BRIEF: In full and without alteration, write out the records.
*** THE DATA Section Begins ***
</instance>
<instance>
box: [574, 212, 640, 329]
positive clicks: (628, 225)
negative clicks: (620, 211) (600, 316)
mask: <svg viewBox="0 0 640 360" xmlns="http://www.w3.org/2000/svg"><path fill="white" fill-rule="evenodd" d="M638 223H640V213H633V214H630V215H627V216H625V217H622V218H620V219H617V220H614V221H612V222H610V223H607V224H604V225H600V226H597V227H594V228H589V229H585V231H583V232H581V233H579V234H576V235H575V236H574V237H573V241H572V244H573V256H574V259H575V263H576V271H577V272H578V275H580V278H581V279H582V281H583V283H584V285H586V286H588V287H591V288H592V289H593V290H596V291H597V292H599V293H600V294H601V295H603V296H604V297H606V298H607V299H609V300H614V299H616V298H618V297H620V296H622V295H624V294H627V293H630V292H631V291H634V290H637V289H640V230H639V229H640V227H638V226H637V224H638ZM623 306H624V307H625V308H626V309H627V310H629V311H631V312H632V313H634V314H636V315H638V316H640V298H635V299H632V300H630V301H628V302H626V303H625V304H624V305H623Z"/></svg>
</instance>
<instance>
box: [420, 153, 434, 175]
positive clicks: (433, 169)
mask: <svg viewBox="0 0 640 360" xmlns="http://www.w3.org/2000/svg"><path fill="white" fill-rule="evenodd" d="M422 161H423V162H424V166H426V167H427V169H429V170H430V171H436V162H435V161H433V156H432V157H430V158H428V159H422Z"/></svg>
*** THE DATA Section Ends ***
RESPONSE FOR THIS EXERCISE:
</instance>
<instance>
box: [574, 212, 640, 329]
positive clicks: (628, 225)
negative clicks: (620, 211) (600, 316)
mask: <svg viewBox="0 0 640 360" xmlns="http://www.w3.org/2000/svg"><path fill="white" fill-rule="evenodd" d="M638 223H640V213H633V214H630V215H627V216H625V217H622V218H620V219H617V220H614V221H612V222H610V223H607V224H604V225H600V226H597V227H594V228H589V229H585V231H583V232H581V233H579V234H576V235H575V236H574V237H573V241H572V244H573V256H574V259H575V263H576V271H577V272H578V275H580V278H581V279H582V281H583V283H584V285H586V286H588V287H591V288H592V289H593V290H596V291H597V292H599V293H600V294H601V295H603V296H604V297H606V298H607V299H609V300H614V299H616V298H618V297H620V296H622V295H624V294H627V293H630V292H631V291H634V290H637V289H640V230H639V229H640V227H638V226H637V224H638ZM623 306H624V307H625V308H626V309H627V310H629V311H631V312H632V313H634V314H636V315H638V316H640V298H635V299H632V300H630V301H628V302H626V303H625V304H624V305H623Z"/></svg>
</instance>
<instance>
box: [420, 153, 434, 175]
positive clicks: (433, 169)
mask: <svg viewBox="0 0 640 360" xmlns="http://www.w3.org/2000/svg"><path fill="white" fill-rule="evenodd" d="M422 161H423V162H424V166H426V167H427V169H429V170H430V171H436V162H435V161H433V156H432V157H430V158H428V159H422Z"/></svg>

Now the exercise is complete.